- **SELECTED EXTRACT**:

Soon cancer patients will receive radiotherapy in a more comfortable position as part of a new Peter MacCallum Cancer Centre project funded through Cancer Council Victoria’s research grants program.

Researchers are designing and manufacturing a state-of-the-art radiotherapy chair to better target cancer cells and provide much-needed comfort for patients.

Radiotherapy is presently delivered with patients lying down on a flat hard carbon-fibre treatment couch. The innovative project is setting out to transform the treatment experience for cancer patients undergoing radiotherapy.

Associate Professor Nicholas Hardcastle, who is leading the research project for the next two years, said: “Many radiotherapy patients cannot tolerate lying down, including those with head, neck, or lung cancers, as they can have problems with swallowing, breathing or might suffer from chronic musculoskeletal conditions.

“If a patient is in an upright position, it is not only more comfortable, but it alters the patient anatomy.

“This chair may reduce collateral radiation dose to radiation-sensitive organs that can lead to painful side-effects, such as damage to the lungs and a higher risk of cardiac events.”

A/Prof Hardcastle said half of all cancer patients can benefit from radiation therapy during their cancer treatment.

“Radiation is a very common and beneficial form of treatment for many cancers, in particular, for patients with head, neck, or lung cancers,” A/Prof Nicholas Hardcastle added.

“Treating these patients in an upright position will not only improve a patient’s comfort but will allow them to receive life-saving treatment on an ongoing basis,” A/Prof Hardcastle added.

A/Prof Hardcastle also believes that this chair, once completed, will allow for the development of a first-of-its-kind mobile radiation treatment truck, which could reach thousands of cancer patients living in regional or remote areas.

“Treating patients who are lying down requires expensive technology and needs ample physical space. As a result, radiotherapy is typically only offered in large metropolitan hospitals, leading to inequity in access to treatment.

- **DATA RECORDS**:
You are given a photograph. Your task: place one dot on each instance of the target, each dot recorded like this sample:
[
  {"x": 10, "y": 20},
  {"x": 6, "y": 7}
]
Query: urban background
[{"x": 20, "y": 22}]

- **TASK SET**:
1. From the article on the upright radiotherapy chair, return the passage starting with "Soon cancer patients" and going on through "comfort for patients.", copied word for word.
2. Resume the article on the upright radiotherapy chair from the point where it stops, and keep writing it from there.

- **RESULTS IN ORDER**:
1.
Soon cancer patients will receive radiotherapy in a more comfortable position as part of a new Peter MacCallum Cancer Centre project funded through Cancer Council Victoria’s research grants program.

Researchers are designing and manufacturing a state-of-the-art radiotherapy chair to better target cancer cells and provide much-needed comfort for patients.

2.
“Developing smaller equipment, like this chair, could be made mobile and improve access to radiotherapy in regional and remote areas. It has the potential to be a game-changer for thousands of regional cancer patients across the country,” A/Prof Hardcastle added.

A/Prof Hardcastle hopes the chair will be ready to be used in clinical trials by the end of the year.

This work is one of 15 cancer research projects awarded $3.9 million in grants from Cancer Council Victoria in February.

Associate Professor Tom John, Professor Mark Dawson, Professor Sarah-Jane Dawson, Professor Ricky Johnstone and Professor Joseph Trapani were also awarded funding through the Cancer Council Victoria's Grants-in-Aid program.

Cancer Council Victoria has awarded more than $60 million in grants over the last decade and CEO Todd Harper is proud to support Victoria’s leading cancer researchers in their research goals.

“As the largest non-government funder of cancer research in Victoria, we have been awarding fellowships and grants to the very best and brightest cancer researchers for more than 60 years. We are thrilled to be awarding 15 more grants to similarly highly-regarded researchers today,” Mr Harper added.

Cancer Council Victoria supports cancer research projects that are at varying stages of development.

“These projects have the potential to be not only game-changing, but lifesaving, in their impact on people with cancer,” Mr Harper continued.

“Our grants are entirely donor funded and highlight just how important our supporters – the generous Victorian public – are in helping us work towards the next cancer breakthrough.

“The time is now to continue funding our incredible researchers as we work toward a cancer-free future,” Mr Harper added.